Items from a data source:
■ ■ ■

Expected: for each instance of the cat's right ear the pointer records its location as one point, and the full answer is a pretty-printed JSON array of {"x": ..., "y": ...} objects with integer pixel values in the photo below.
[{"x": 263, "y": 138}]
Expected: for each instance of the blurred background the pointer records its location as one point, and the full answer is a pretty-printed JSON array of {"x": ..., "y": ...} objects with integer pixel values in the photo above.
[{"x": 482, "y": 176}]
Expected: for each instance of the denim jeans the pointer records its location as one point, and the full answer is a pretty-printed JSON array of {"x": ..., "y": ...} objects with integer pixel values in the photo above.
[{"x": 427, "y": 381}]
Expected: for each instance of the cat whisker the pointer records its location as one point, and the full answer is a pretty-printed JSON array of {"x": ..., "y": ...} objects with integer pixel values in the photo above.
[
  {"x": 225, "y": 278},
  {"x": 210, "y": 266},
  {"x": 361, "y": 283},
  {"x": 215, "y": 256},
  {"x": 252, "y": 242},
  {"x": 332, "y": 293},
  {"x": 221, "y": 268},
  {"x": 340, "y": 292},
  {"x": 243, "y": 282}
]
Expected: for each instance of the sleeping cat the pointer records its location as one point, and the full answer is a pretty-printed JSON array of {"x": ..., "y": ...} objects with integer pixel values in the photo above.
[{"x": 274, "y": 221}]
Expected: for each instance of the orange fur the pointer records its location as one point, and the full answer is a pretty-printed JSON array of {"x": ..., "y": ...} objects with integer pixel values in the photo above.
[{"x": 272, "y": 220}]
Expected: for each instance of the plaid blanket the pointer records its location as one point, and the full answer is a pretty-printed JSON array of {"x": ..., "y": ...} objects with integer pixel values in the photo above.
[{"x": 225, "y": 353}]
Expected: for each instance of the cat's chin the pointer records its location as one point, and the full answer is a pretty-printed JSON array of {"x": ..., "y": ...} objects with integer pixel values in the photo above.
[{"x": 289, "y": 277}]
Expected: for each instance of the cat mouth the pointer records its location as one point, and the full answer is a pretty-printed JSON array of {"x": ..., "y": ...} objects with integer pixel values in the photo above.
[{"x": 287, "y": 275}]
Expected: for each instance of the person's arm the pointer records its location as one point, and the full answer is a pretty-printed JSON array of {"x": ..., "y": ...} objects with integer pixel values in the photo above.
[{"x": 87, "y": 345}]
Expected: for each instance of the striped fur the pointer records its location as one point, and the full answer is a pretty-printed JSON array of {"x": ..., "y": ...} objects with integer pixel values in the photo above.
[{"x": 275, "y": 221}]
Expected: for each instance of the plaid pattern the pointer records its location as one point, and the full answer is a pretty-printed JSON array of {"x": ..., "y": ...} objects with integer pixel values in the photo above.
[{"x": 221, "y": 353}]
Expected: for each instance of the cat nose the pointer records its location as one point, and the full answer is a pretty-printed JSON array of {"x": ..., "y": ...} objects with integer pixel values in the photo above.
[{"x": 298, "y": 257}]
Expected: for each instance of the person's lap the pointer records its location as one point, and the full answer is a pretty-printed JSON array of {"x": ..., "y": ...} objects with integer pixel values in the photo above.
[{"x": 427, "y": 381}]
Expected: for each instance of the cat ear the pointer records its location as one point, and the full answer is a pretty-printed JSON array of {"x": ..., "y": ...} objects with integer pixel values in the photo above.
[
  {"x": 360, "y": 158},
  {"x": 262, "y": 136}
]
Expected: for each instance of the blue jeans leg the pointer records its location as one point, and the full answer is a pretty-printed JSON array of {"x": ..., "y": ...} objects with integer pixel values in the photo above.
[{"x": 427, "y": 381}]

■ ■ ■

Give all of the lines above again, exactly as they are.

Expected: for each instance of the cat's right ear the pointer records its location as one point, and the full answer is a pretty-printed JSON array of {"x": ..., "y": ...} objects with integer pixel values in the photo below.
[{"x": 263, "y": 138}]
Expected: for each instance of the blurred background the pointer records its location as one point, and the full answer is a pretty-printed JSON array of {"x": ..., "y": ...} objects with integer pixel values in the photo above.
[{"x": 482, "y": 176}]
Expected: for each instance of the denim jeans the pointer records its location as one point, and the full answer is a pretty-printed JSON array of {"x": ..., "y": ...} objects with integer pixel values in the photo above.
[{"x": 427, "y": 381}]
Expected: for each instance of the cat whisker the pointer records its location as one point, and the full answer is a pretty-printed JSON array of {"x": ..., "y": ...} objects with integer pixel values in the photo above.
[
  {"x": 225, "y": 278},
  {"x": 210, "y": 266},
  {"x": 361, "y": 283},
  {"x": 215, "y": 256},
  {"x": 252, "y": 242},
  {"x": 332, "y": 293},
  {"x": 221, "y": 268},
  {"x": 340, "y": 292},
  {"x": 243, "y": 282}
]
Expected: for each instance of the sleeping cat the pointer records its location as one point, and the full answer is a pretty-printed JSON array of {"x": ..., "y": ...} objects with integer pixel values in the photo above.
[{"x": 274, "y": 221}]
Expected: for each instance of the orange fur the pointer records its location as one point, and the full answer is a pretty-printed JSON array of {"x": ..., "y": ...} objects with integer pixel values in the photo above.
[{"x": 272, "y": 220}]
Expected: for each instance of the plaid blanket the pointer records its location as one point, and the full answer is a pretty-printed JSON array of {"x": ..., "y": ...} objects with integer pixel values in the photo above.
[{"x": 225, "y": 353}]
Expected: for each instance of the cat's chin the pointer records its location as one point, and the full answer is a pretty-printed JSON array of {"x": ..., "y": ...} objects with integer pixel values in the photo above.
[{"x": 289, "y": 277}]
Expected: for each instance of the cat mouth the pointer records its location as one point, and the full answer is a pretty-printed JSON array of {"x": ..., "y": ...} objects with integer pixel values in the photo above.
[{"x": 287, "y": 275}]
Expected: for each instance of the person's arm the pointer records its location as one point, and the full answer is a pretty-printed JSON array of {"x": ..., "y": ...} objects with integer pixel values in the photo above.
[{"x": 87, "y": 345}]
Expected: for each instance of the striped fur the pointer records its location as one point, and the full answer is a pretty-printed JSON array of {"x": ..., "y": ...} objects with integer pixel values in the photo above.
[{"x": 275, "y": 221}]
Expected: for each instance of the plaid pattern the pointer records its location as one point, and the full answer is a pretty-printed JSON array of {"x": ..., "y": ...} objects with integer pixel values in the photo above.
[{"x": 221, "y": 353}]
Expected: for each instance of the cat nose the pointer records its location as one point, and the full answer is a pretty-printed JSON array of {"x": ..., "y": ...} objects with integer pixel values in the photo above.
[{"x": 298, "y": 257}]
Expected: for each instance of the person's lap the pointer records its location as one point, and the full answer is a pretty-printed JSON array of {"x": ..., "y": ...} objects with integer pixel values in the photo above.
[{"x": 427, "y": 381}]
Expected: for each instance of the cat ear the pointer records its location as one point, and the full answer is a pretty-printed JSON array of {"x": ..., "y": ...} objects with integer pixel values in the photo above.
[
  {"x": 360, "y": 158},
  {"x": 262, "y": 136}
]
Expected: for each instance of the blue jeans leg the pointer records its location as one point, and the full answer is a pretty-printed JSON array of {"x": ..., "y": ...} objects with integer pixel values in the photo above.
[{"x": 427, "y": 381}]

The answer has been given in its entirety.